COMPLETE THE FOLLOWING:
1/ In the essay about Candle Night, why did the writer put a small Daibutsu replica in the center of the Advent wreath? Answer in one to three sentences.
2/ Pick up the essay about Candle Night after its final sentence and keep writing.

DOCUMENT SEGMENT:
___

So dear readers the winter solstice has arrived.
Here in Upstate New York it is a pretty dismal rainy day, very reminiscent of Scrooge’s visit to Christmas Future. It is rare when I don’t appreciate temperatures in the 50’s in winter, but today they are not welcome. You see I need snow today because snow is magical during the four evenings of Candle Night. Candle Night was born out of my desire to meld several childhood traditions with the Spiritual path I found myself following during my daughters own childhood years. Raised in the Lutheran Church, the highlight of Christmas season for me was the lighting of the Advent wreath each Sunday leading up to Christmas Eve when our church sanctuary was transformed by the glow of a candlelight service. My first solo Christmas, I made sure to have an Advent wreath on my one room apartment which I faithfully lit every Sunday evening although I had long since stopped attending traditional church services. In fact I placed a small replica of the Daibutsu in the wreath’s center since I was practicing Zen meditation at that time.
In the years that I spent holidays alone, simple traditions like the Advent wreath kept my heart open when loneliness could have slammed it closed. When I became a parent I knew I wanted to create traditions for my own daughters that could serve as anchors in the dark and stormy times which are an inevitable part of life’s journey. At that time I was attending a drumming circle which held a special ceremony on the evening of the solstice. I mentioned to one of my friends how much we loved the Muppet version of Dickens’ Christmas Carol, to which she commented “Well then, just four more sleeps til Christmas!” The thought inspired a new tradition which my daughters eventually named “Candle Night.” Each year on the evening of the Winter Solstice, right before bed, we would gather around the table to light the first candle on our Advent Wreath. Each of us gets one evening to be the candle lighter and to pick something to read from the stack of holiday books I have collected. “The Mouse’s Christmas Tree” and “Bialosky’s Christmas” were favorites when the girls were younger. Lemony Snickett’s “The Lump of Coal” is a recent addition more reflective of the tongue in cheek wisdom of young adults. After the reading, we place various figures in the nativity under our tree. Angels the first night, shepards and their livestock on the second evening, the three kings arrive on the third night. The wooden stable is special because it was made by my husbands uncle. I was pleasantly surprised to discover my husband had the same vintage nativity set my family used when I was a child.

___

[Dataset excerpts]
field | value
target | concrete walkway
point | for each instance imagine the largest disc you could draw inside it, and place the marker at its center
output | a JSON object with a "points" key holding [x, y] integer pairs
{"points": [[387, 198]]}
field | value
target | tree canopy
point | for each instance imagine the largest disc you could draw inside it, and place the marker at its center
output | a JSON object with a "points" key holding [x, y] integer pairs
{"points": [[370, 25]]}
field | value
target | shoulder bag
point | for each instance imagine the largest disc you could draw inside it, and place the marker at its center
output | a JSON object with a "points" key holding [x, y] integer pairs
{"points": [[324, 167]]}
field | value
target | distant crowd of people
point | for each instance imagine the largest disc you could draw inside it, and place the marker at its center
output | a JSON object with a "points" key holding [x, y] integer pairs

___

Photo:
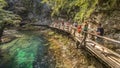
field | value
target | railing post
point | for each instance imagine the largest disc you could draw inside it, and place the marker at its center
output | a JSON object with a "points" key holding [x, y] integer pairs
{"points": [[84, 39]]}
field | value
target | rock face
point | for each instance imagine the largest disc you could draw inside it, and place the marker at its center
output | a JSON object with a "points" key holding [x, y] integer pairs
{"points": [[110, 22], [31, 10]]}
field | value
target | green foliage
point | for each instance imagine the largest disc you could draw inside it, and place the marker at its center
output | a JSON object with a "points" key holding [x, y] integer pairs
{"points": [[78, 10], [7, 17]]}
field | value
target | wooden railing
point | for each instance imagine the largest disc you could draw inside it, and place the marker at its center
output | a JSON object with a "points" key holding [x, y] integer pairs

___

ANSWER SECTION:
1/ The writer put the small Daibutsu replica in the center of the wreath because they were practicing Zen meditation at that time.

2/
On Christmas Eve, we often read several books always ending with the second chapter in the Gospel of Luke which tells of the night of Christ’s birth, the same reading Linus gives in “A Charlie Brown Christmas.” It is the only time my would be perfect husband tolerates biblical reading at home. As an estranged Catholic he is distinctly uncomfortable in any setting that hints at religion. Myself, I lean more towards Taoist Zen practices with a hefty leaning towards the Nature worship of my mother’s Shinto ancestors. Good reason to create a Christmas tradition around the Winter Solstice. After all four candles have been lit and the readings completed, Mary and Joseph are placed in the stable. Baby Jesus waits patiently by the cookies and milk, knowing Santa will set him in the manger soon after midnight.
As the years have passed and my daughters have grown into lives of their own, there have been times they missed a night or two of Candle Night. Still, even when I am alone at the table, reading and lighting candles the tradition brings me comfort and peace. Gifts of the season I cherish.